## GOAL OF THE EXERCISE
Count the lines in the records below that contain the string "Query": how many are there? Reply with the number alone.

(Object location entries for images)
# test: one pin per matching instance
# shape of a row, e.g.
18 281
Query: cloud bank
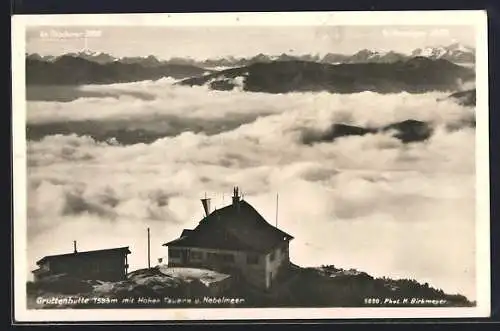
369 202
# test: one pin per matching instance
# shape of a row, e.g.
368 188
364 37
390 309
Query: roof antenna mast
277 197
149 250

## TASK OUTPUT
2